## PROBLEMS AND TASKS
1) In the piece on Ahimsa, what does the Sanskrit word Ahimsa translate to?
2) Copy the passage of the Ahimsa piece starting at "In a world where" and ending at "in being vulnerable.", swapping "authentic" for "genuine".

I think that Ahimsa is the beginning of self respect. The word Ahimsa which comes from the Sanskrit language which translates to nonviolence or perhaps the more relatable word: non harming.
Ahimsa is the first restraint of the yamas and the niyamas. “The yamas and niyamas are yoga’s ethical guidelines laid out in the first two limbs of Patanjali’s eightfold path. They’re like a map written to guide you on your life’s journey. Simply put, the yamas are things not to do, or restraints, while the niyamas are things to do, or observances. Together, they form a moral code of conduct.”
Non harming could be the foundation of peace because how can you possibly attain peace if you are moving through the world destroying or harming things all the time? Basically, Ahimsa is the practice of non harming in thought, word and action. This is the foundation of the yoga practice.
The big intention for me, personally is to be kinder with the thoughts, words and actions I have towards myself. I think that we can be our own worst enemies and the thoughts that we think about ourselves are sometimes worse than anything anyone would ever say to us. This practice could be a practice of patience, allowing and surrendering to what is.
And from this relationship, that kindness you have cultivated towards yourself can spread to other people, animals, and even the environment.
In a world where we are constantly sold the idea that we need to do more, buy more, promote oneself more… When you really think about it, you can see that the intention behind that message is to convince us to spend more. I think we can easily get lost. We can easily be led to believe that we are not enough. But the truth is I am enough and You are enough. And we don’t need to do or be anything more than what we already are. We are “perfectly imperfect”. And I think there is something refreshing about being authentic and real. And there’s even a beauty in being vulnerable.
The practice is to let go of those self defeating, self sabotaging thoughts. It is to practice being patient and kind. It is to step into the power of positive thought, empowerment and abundance. To move away from competitiveness and trust that there is enough abundance in this universe to go around.

Image point grounding data
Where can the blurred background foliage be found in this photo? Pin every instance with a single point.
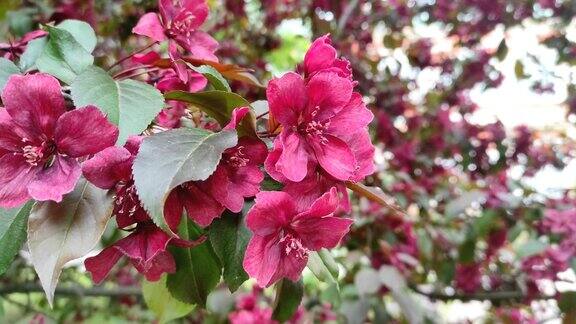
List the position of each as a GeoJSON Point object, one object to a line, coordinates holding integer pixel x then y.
{"type": "Point", "coordinates": [475, 106]}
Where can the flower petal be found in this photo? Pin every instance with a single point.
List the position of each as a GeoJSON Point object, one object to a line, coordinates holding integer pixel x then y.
{"type": "Point", "coordinates": [10, 134]}
{"type": "Point", "coordinates": [101, 265]}
{"type": "Point", "coordinates": [354, 116]}
{"type": "Point", "coordinates": [293, 161]}
{"type": "Point", "coordinates": [54, 182]}
{"type": "Point", "coordinates": [287, 98]}
{"type": "Point", "coordinates": [34, 102]}
{"type": "Point", "coordinates": [84, 131]}
{"type": "Point", "coordinates": [322, 232]}
{"type": "Point", "coordinates": [149, 25]}
{"type": "Point", "coordinates": [108, 167]}
{"type": "Point", "coordinates": [272, 210]}
{"type": "Point", "coordinates": [262, 258]}
{"type": "Point", "coordinates": [15, 175]}
{"type": "Point", "coordinates": [328, 93]}
{"type": "Point", "coordinates": [335, 156]}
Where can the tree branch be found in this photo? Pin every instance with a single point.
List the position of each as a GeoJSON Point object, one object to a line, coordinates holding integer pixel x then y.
{"type": "Point", "coordinates": [77, 291]}
{"type": "Point", "coordinates": [481, 296]}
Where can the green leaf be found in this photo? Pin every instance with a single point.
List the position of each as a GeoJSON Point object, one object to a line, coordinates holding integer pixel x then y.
{"type": "Point", "coordinates": [61, 232]}
{"type": "Point", "coordinates": [530, 248]}
{"type": "Point", "coordinates": [288, 297]}
{"type": "Point", "coordinates": [64, 57]}
{"type": "Point", "coordinates": [229, 237]}
{"type": "Point", "coordinates": [162, 303]}
{"type": "Point", "coordinates": [323, 266]}
{"type": "Point", "coordinates": [130, 104]}
{"type": "Point", "coordinates": [7, 68]}
{"type": "Point", "coordinates": [218, 105]}
{"type": "Point", "coordinates": [12, 233]}
{"type": "Point", "coordinates": [214, 77]}
{"type": "Point", "coordinates": [197, 269]}
{"type": "Point", "coordinates": [34, 49]}
{"type": "Point", "coordinates": [169, 159]}
{"type": "Point", "coordinates": [82, 33]}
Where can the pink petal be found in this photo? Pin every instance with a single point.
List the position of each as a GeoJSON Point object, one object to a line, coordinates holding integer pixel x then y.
{"type": "Point", "coordinates": [272, 211]}
{"type": "Point", "coordinates": [321, 232]}
{"type": "Point", "coordinates": [101, 265]}
{"type": "Point", "coordinates": [293, 161]}
{"type": "Point", "coordinates": [201, 45]}
{"type": "Point", "coordinates": [326, 205]}
{"type": "Point", "coordinates": [173, 208]}
{"type": "Point", "coordinates": [335, 156]}
{"type": "Point", "coordinates": [10, 134]}
{"type": "Point", "coordinates": [237, 116]}
{"type": "Point", "coordinates": [272, 161]}
{"type": "Point", "coordinates": [320, 55]}
{"type": "Point", "coordinates": [287, 98]}
{"type": "Point", "coordinates": [15, 175]}
{"type": "Point", "coordinates": [354, 116]}
{"type": "Point", "coordinates": [200, 203]}
{"type": "Point", "coordinates": [108, 167]}
{"type": "Point", "coordinates": [84, 131]}
{"type": "Point", "coordinates": [149, 25]}
{"type": "Point", "coordinates": [243, 182]}
{"type": "Point", "coordinates": [363, 150]}
{"type": "Point", "coordinates": [55, 181]}
{"type": "Point", "coordinates": [146, 58]}
{"type": "Point", "coordinates": [328, 93]}
{"type": "Point", "coordinates": [262, 258]}
{"type": "Point", "coordinates": [34, 102]}
{"type": "Point", "coordinates": [133, 144]}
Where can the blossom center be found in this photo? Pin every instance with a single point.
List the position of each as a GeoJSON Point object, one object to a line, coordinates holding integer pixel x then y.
{"type": "Point", "coordinates": [293, 246]}
{"type": "Point", "coordinates": [35, 155]}
{"type": "Point", "coordinates": [238, 159]}
{"type": "Point", "coordinates": [127, 202]}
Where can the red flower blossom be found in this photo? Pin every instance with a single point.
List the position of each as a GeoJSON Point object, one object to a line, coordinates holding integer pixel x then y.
{"type": "Point", "coordinates": [40, 141]}
{"type": "Point", "coordinates": [284, 235]}
{"type": "Point", "coordinates": [179, 21]}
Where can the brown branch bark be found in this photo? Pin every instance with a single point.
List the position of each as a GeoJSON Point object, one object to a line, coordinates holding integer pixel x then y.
{"type": "Point", "coordinates": [77, 291]}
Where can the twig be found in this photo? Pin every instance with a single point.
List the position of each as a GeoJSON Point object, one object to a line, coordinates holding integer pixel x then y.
{"type": "Point", "coordinates": [489, 296]}
{"type": "Point", "coordinates": [76, 291]}
{"type": "Point", "coordinates": [132, 54]}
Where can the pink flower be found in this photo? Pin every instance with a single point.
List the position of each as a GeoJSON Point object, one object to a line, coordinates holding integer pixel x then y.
{"type": "Point", "coordinates": [284, 235]}
{"type": "Point", "coordinates": [237, 176]}
{"type": "Point", "coordinates": [179, 21]}
{"type": "Point", "coordinates": [324, 123]}
{"type": "Point", "coordinates": [322, 56]}
{"type": "Point", "coordinates": [146, 245]}
{"type": "Point", "coordinates": [254, 316]}
{"type": "Point", "coordinates": [40, 141]}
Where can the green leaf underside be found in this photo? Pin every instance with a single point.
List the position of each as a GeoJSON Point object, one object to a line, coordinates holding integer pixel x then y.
{"type": "Point", "coordinates": [13, 227]}
{"type": "Point", "coordinates": [218, 105]}
{"type": "Point", "coordinates": [61, 232]}
{"type": "Point", "coordinates": [7, 68]}
{"type": "Point", "coordinates": [63, 57]}
{"type": "Point", "coordinates": [197, 269]}
{"type": "Point", "coordinates": [169, 159]}
{"type": "Point", "coordinates": [229, 237]}
{"type": "Point", "coordinates": [130, 104]}
{"type": "Point", "coordinates": [34, 49]}
{"type": "Point", "coordinates": [162, 303]}
{"type": "Point", "coordinates": [288, 297]}
{"type": "Point", "coordinates": [323, 266]}
{"type": "Point", "coordinates": [214, 77]}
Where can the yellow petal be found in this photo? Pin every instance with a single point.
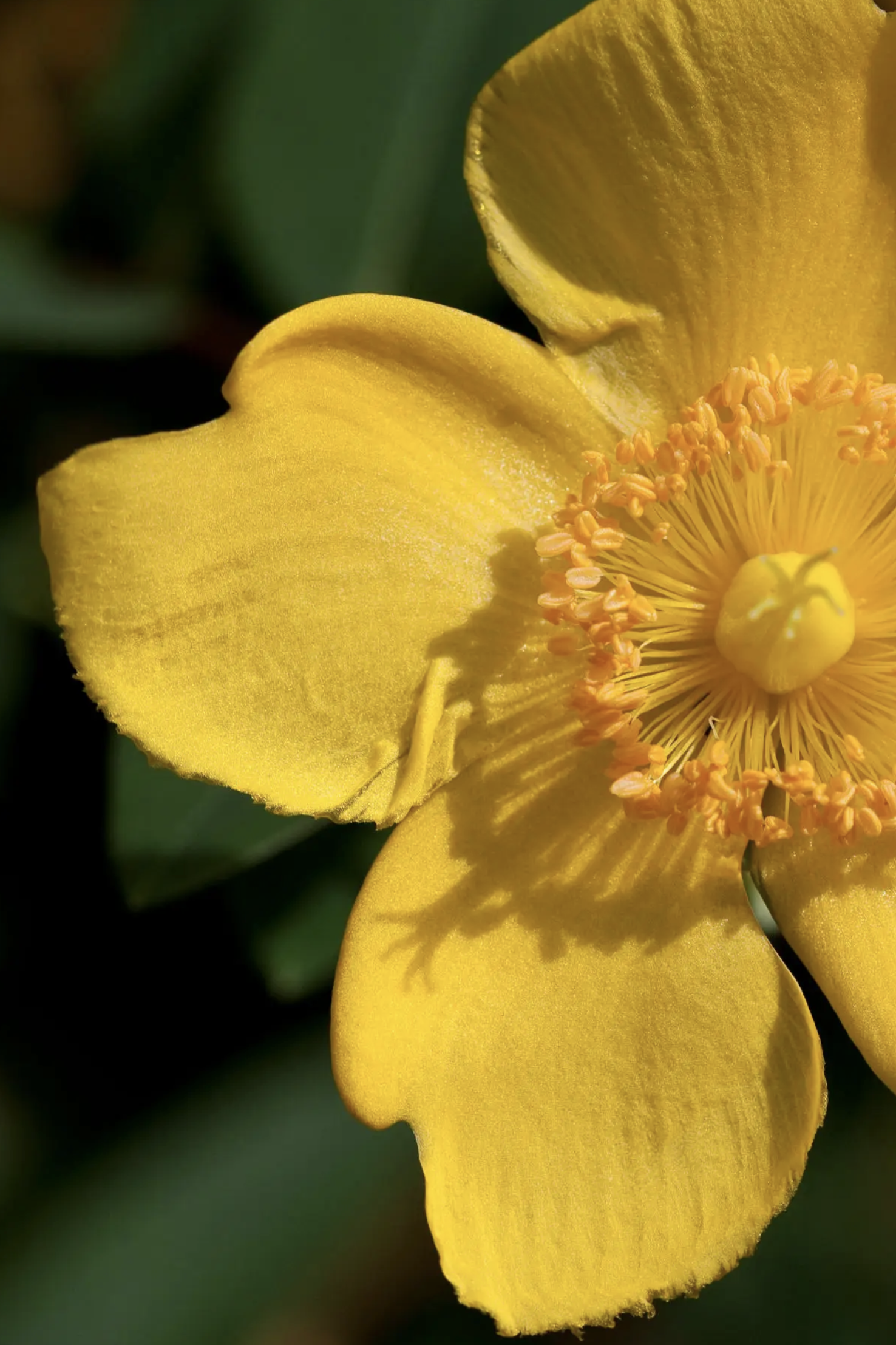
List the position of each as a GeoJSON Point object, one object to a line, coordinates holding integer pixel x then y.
{"type": "Point", "coordinates": [613, 1079]}
{"type": "Point", "coordinates": [326, 598]}
{"type": "Point", "coordinates": [837, 910]}
{"type": "Point", "coordinates": [669, 189]}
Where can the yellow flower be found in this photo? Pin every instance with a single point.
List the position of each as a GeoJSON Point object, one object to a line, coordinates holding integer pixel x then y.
{"type": "Point", "coordinates": [328, 599]}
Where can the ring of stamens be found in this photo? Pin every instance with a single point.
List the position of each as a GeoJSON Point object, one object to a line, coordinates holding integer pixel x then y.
{"type": "Point", "coordinates": [691, 735]}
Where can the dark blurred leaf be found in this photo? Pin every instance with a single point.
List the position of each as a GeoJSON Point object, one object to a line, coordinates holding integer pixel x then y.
{"type": "Point", "coordinates": [169, 836]}
{"type": "Point", "coordinates": [166, 43]}
{"type": "Point", "coordinates": [297, 952]}
{"type": "Point", "coordinates": [338, 128]}
{"type": "Point", "coordinates": [46, 307]}
{"type": "Point", "coordinates": [25, 581]}
{"type": "Point", "coordinates": [293, 912]}
{"type": "Point", "coordinates": [195, 1227]}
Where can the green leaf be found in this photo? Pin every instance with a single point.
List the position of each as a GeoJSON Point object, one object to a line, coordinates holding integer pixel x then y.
{"type": "Point", "coordinates": [25, 580]}
{"type": "Point", "coordinates": [169, 836]}
{"type": "Point", "coordinates": [341, 124]}
{"type": "Point", "coordinates": [166, 42]}
{"type": "Point", "coordinates": [46, 307]}
{"type": "Point", "coordinates": [293, 914]}
{"type": "Point", "coordinates": [297, 952]}
{"type": "Point", "coordinates": [200, 1224]}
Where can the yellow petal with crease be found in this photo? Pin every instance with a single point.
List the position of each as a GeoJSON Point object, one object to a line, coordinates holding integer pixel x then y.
{"type": "Point", "coordinates": [672, 186]}
{"type": "Point", "coordinates": [837, 910]}
{"type": "Point", "coordinates": [326, 598]}
{"type": "Point", "coordinates": [613, 1078]}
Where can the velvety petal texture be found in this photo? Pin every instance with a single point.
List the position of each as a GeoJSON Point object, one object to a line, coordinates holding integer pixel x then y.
{"type": "Point", "coordinates": [837, 910]}
{"type": "Point", "coordinates": [326, 598]}
{"type": "Point", "coordinates": [672, 186]}
{"type": "Point", "coordinates": [613, 1079]}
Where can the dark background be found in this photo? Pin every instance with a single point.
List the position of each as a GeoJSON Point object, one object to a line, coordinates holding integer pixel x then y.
{"type": "Point", "coordinates": [175, 1166]}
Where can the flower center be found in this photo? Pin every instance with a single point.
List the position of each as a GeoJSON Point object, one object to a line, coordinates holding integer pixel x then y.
{"type": "Point", "coordinates": [786, 619]}
{"type": "Point", "coordinates": [730, 599]}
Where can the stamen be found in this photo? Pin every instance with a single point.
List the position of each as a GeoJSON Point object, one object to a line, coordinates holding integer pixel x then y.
{"type": "Point", "coordinates": [756, 479]}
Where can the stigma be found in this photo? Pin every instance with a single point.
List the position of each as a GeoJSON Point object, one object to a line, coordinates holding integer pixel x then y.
{"type": "Point", "coordinates": [786, 619]}
{"type": "Point", "coordinates": [727, 598]}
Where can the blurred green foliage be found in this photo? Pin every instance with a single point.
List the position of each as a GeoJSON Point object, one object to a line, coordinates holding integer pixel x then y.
{"type": "Point", "coordinates": [175, 1165]}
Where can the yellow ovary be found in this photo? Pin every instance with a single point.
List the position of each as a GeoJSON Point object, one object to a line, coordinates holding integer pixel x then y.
{"type": "Point", "coordinates": [731, 593]}
{"type": "Point", "coordinates": [786, 619]}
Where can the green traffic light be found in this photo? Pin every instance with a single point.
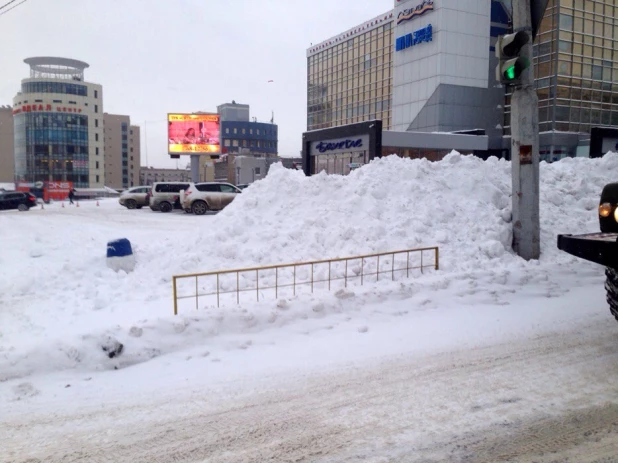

## TASK-BY-TASK SOLUTIONS
1) Nonviolence, or non harming.

2)
In a world where we are constantly sold the idea that we need to do more, buy more, promote oneself more… When you really think about it, you can see that the intention behind that message is to convince us to spend more. I think we can easily get lost. We can easily be led to believe that we are not enough. But the truth is I am enough and You are enough. And we don’t need to do or be anything more than what we already are. We are “perfectly imperfect”. And I think there is something refreshing about being genuine and real. And there’s even a beauty in being vulnerable.